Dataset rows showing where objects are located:
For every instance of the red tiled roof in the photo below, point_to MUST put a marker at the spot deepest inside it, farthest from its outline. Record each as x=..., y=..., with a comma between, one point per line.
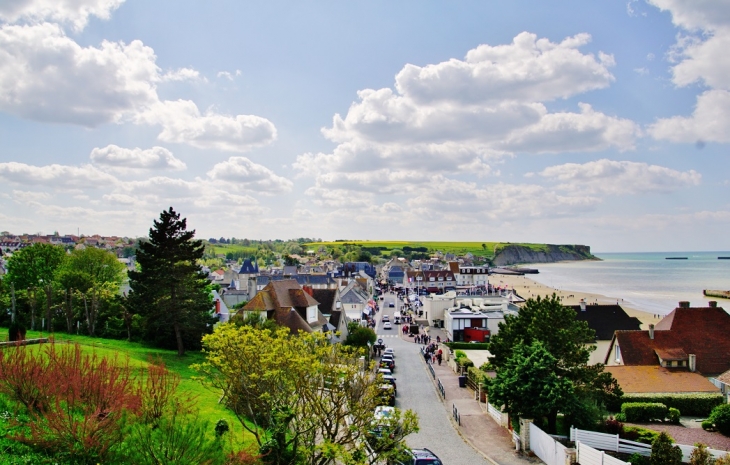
x=656, y=379
x=704, y=332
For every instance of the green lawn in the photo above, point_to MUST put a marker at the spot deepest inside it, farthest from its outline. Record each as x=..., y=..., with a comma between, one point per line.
x=206, y=400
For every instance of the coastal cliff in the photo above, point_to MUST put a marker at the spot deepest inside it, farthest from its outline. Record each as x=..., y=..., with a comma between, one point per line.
x=515, y=254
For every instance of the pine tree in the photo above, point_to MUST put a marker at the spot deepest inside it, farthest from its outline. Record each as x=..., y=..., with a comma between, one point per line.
x=170, y=291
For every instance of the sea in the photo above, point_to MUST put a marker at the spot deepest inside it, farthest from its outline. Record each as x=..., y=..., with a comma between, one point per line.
x=647, y=281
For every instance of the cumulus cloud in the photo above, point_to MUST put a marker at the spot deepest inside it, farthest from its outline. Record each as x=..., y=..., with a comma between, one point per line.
x=56, y=176
x=46, y=76
x=460, y=119
x=249, y=176
x=182, y=122
x=156, y=158
x=529, y=69
x=619, y=177
x=700, y=56
x=73, y=12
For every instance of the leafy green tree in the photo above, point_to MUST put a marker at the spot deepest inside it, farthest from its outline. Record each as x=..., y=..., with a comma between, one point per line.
x=170, y=291
x=304, y=400
x=663, y=452
x=33, y=268
x=527, y=383
x=568, y=341
x=96, y=275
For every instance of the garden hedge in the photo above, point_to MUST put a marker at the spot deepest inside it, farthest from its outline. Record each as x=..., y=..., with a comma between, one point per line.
x=644, y=411
x=696, y=405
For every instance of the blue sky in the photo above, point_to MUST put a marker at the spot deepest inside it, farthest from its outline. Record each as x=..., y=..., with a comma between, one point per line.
x=604, y=123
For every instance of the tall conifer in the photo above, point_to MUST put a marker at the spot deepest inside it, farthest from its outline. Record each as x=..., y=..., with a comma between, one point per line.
x=170, y=291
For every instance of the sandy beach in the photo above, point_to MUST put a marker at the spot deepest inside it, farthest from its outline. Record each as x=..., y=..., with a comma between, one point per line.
x=526, y=288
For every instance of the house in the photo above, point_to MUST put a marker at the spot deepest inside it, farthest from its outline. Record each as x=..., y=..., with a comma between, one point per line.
x=330, y=306
x=656, y=380
x=286, y=302
x=439, y=281
x=604, y=320
x=695, y=339
x=470, y=277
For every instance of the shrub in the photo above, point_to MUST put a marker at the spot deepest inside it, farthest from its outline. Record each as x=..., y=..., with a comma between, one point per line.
x=643, y=411
x=639, y=434
x=673, y=416
x=720, y=417
x=638, y=459
x=699, y=405
x=664, y=453
x=700, y=455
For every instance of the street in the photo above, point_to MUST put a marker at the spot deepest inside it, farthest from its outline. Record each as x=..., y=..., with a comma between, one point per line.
x=416, y=391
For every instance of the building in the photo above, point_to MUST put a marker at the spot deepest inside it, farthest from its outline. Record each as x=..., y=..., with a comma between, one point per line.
x=694, y=339
x=290, y=305
x=605, y=320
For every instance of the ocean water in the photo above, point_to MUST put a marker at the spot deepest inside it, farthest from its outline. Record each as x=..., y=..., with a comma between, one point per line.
x=648, y=281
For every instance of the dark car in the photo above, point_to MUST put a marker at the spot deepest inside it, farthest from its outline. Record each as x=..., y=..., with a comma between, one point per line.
x=420, y=457
x=387, y=395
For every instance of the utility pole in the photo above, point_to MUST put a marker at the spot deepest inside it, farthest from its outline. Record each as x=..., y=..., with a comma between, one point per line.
x=12, y=294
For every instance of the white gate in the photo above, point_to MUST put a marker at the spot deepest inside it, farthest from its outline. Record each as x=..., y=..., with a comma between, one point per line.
x=544, y=446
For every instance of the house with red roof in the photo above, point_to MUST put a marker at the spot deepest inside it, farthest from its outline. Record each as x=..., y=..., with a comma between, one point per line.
x=290, y=305
x=678, y=355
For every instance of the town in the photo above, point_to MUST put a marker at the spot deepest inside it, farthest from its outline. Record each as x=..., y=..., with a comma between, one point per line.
x=444, y=334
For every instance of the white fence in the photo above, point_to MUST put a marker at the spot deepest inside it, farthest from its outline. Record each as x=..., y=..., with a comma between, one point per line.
x=586, y=455
x=613, y=443
x=544, y=446
x=494, y=413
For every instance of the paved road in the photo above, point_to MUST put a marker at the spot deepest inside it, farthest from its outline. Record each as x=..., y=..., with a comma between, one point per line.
x=416, y=392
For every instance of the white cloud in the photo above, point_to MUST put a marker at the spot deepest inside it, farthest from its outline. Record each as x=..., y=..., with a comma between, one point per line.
x=249, y=176
x=527, y=70
x=56, y=176
x=619, y=178
x=46, y=76
x=74, y=12
x=156, y=158
x=182, y=122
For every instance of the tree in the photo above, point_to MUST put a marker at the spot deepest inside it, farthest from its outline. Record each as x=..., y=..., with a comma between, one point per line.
x=303, y=399
x=663, y=453
x=170, y=290
x=32, y=268
x=527, y=384
x=567, y=340
x=96, y=275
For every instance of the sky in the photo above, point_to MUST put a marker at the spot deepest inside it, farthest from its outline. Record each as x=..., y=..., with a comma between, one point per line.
x=604, y=123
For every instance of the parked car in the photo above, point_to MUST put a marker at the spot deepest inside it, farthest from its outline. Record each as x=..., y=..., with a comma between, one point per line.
x=420, y=457
x=387, y=395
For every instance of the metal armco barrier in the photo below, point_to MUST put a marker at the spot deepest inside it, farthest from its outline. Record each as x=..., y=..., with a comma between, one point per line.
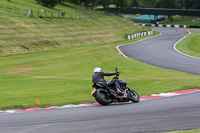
x=136, y=35
x=171, y=26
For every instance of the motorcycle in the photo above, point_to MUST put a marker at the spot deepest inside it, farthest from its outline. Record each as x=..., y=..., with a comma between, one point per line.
x=102, y=93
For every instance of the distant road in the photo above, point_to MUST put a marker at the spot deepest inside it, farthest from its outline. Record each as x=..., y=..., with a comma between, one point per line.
x=159, y=51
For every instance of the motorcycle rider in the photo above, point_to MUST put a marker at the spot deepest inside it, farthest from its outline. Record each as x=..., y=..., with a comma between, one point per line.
x=98, y=76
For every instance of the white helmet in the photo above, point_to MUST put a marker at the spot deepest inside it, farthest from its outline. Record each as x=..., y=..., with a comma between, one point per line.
x=97, y=69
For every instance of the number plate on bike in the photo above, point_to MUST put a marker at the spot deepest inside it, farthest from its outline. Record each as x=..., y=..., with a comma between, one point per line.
x=93, y=91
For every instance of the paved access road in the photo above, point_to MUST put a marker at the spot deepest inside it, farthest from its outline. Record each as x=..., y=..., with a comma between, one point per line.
x=159, y=51
x=150, y=116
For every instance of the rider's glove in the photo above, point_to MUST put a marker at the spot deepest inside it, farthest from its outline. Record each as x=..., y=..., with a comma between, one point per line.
x=117, y=73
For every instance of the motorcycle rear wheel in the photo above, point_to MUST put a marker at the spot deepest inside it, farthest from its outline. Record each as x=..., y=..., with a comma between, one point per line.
x=102, y=97
x=135, y=98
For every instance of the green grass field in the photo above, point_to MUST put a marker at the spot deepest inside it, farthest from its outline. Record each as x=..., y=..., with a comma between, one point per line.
x=190, y=45
x=186, y=131
x=53, y=61
x=179, y=20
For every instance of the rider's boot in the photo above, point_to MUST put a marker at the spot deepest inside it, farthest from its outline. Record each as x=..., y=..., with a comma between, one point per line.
x=119, y=91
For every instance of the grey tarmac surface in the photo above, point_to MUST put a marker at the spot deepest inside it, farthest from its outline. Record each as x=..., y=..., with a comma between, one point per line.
x=159, y=51
x=150, y=116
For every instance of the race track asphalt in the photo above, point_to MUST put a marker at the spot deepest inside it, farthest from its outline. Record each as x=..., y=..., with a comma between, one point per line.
x=159, y=51
x=149, y=116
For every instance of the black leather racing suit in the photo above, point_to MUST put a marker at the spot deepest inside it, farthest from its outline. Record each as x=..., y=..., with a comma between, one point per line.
x=99, y=77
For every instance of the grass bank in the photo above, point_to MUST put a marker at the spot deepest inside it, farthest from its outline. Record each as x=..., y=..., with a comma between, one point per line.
x=190, y=45
x=53, y=61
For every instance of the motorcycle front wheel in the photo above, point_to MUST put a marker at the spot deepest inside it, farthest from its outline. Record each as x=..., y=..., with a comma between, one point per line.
x=102, y=97
x=134, y=97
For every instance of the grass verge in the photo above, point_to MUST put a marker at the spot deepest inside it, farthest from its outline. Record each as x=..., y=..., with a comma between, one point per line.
x=63, y=76
x=190, y=45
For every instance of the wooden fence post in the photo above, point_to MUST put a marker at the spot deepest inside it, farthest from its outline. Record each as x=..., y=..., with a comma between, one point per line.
x=22, y=12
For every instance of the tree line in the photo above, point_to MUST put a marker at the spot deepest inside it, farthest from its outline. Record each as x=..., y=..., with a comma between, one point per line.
x=176, y=4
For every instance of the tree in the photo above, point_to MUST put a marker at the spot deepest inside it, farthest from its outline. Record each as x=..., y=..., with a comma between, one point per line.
x=120, y=4
x=105, y=4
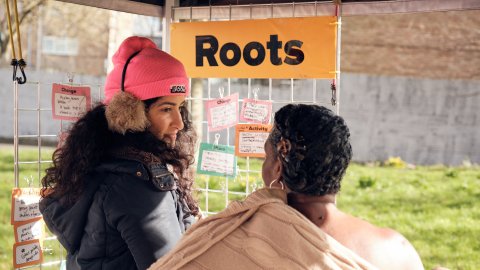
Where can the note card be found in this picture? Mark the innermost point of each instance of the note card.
(250, 139)
(70, 102)
(29, 230)
(218, 160)
(222, 113)
(25, 204)
(256, 111)
(27, 253)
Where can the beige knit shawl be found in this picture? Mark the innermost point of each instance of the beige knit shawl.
(262, 232)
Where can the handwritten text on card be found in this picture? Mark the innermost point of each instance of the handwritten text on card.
(70, 102)
(222, 113)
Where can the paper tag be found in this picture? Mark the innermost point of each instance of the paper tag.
(29, 230)
(250, 139)
(25, 204)
(218, 160)
(256, 111)
(27, 253)
(70, 102)
(222, 113)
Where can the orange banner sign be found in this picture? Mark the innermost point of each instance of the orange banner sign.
(267, 48)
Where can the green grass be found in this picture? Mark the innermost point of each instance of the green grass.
(434, 207)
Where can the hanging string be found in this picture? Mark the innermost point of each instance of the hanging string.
(16, 64)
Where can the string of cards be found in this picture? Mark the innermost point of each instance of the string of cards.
(28, 227)
(250, 137)
(69, 103)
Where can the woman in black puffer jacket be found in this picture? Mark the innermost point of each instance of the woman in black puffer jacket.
(118, 195)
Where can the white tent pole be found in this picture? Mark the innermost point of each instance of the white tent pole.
(339, 49)
(167, 20)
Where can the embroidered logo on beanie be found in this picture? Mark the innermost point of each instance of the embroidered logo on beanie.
(178, 89)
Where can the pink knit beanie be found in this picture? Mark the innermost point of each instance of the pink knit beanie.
(150, 73)
(141, 71)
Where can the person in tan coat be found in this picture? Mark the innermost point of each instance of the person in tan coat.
(308, 151)
(263, 232)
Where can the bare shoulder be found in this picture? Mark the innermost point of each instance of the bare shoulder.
(383, 247)
(397, 252)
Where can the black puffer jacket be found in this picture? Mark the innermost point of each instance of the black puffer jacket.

Written problem
Express everything in the rows above, from the line containing "For every instance of the sandy" down to the line containing "x=470, y=277", as a JSON list of strings. Include both of those lines, give one string per line, and leave out blank lines.

Exercise solution
[
  "For every instance of the sandy beach in the photo above, point_to MUST put a marker at the spot deepest inside it, farthest from its outline. Record each as x=..., y=..., with a comma between, one point per line.",
  "x=526, y=288",
  "For every instance of the house in the photo above, point_to MUST put a marker at the spot deepest inside it, farthest from its outline. Record each as x=..., y=..., with a comma between, one point per line.",
  "x=330, y=306",
  "x=656, y=380",
  "x=286, y=302",
  "x=439, y=281",
  "x=604, y=320",
  "x=695, y=339",
  "x=470, y=277"
]